» **Exercise data**
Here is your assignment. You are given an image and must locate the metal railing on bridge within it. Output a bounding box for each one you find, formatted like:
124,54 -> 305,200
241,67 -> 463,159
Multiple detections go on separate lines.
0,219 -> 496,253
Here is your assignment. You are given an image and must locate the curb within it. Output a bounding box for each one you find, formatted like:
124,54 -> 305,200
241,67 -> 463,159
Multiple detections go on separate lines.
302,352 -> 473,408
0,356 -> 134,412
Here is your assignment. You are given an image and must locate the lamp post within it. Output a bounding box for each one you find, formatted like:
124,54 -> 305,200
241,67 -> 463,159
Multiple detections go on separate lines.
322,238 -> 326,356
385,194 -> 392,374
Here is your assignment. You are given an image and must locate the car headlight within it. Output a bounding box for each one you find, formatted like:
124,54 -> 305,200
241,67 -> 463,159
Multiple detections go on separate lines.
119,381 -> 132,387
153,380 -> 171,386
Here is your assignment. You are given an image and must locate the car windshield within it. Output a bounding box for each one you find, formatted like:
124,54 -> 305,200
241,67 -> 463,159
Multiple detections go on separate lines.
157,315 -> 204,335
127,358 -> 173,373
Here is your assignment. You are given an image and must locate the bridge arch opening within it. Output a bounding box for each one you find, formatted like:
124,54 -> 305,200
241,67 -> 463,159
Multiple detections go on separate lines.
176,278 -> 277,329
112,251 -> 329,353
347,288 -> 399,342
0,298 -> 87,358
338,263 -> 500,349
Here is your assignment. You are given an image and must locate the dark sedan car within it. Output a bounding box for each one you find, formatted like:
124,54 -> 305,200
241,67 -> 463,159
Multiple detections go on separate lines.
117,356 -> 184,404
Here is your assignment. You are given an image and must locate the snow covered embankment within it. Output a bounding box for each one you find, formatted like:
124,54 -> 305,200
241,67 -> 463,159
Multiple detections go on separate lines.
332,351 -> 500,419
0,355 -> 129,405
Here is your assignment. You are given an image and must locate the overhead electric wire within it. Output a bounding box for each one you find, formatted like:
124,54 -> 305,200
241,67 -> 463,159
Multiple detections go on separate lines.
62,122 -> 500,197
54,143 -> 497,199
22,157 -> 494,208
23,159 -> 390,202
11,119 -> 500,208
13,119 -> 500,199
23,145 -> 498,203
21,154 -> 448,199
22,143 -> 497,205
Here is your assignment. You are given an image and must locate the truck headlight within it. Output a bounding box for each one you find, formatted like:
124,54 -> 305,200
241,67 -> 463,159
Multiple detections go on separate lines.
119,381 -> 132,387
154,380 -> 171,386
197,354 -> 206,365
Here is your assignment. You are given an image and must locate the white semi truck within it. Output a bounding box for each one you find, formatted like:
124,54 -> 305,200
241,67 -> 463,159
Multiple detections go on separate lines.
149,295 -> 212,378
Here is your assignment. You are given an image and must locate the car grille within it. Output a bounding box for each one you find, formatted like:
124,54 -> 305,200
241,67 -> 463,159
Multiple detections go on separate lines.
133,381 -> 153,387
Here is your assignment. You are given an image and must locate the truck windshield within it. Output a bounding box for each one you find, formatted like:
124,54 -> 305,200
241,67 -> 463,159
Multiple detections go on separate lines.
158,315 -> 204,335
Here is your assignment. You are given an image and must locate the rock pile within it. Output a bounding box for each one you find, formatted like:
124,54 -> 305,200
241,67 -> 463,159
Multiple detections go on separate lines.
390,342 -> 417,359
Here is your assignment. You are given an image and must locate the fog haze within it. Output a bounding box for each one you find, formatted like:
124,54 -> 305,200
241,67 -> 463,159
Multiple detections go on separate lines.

» **Problem details**
Each line in the entries above that includes the string "headlight" should be extracted.

» **Exercise response**
Here is your assignment. You are given an image and must locate the car headlight within it. Output a bounding box for each one you find, formatted like:
Here is your assignment. You are given an image and must locate the truck headlight within it. Output a bounding box for each one you find, formatted like:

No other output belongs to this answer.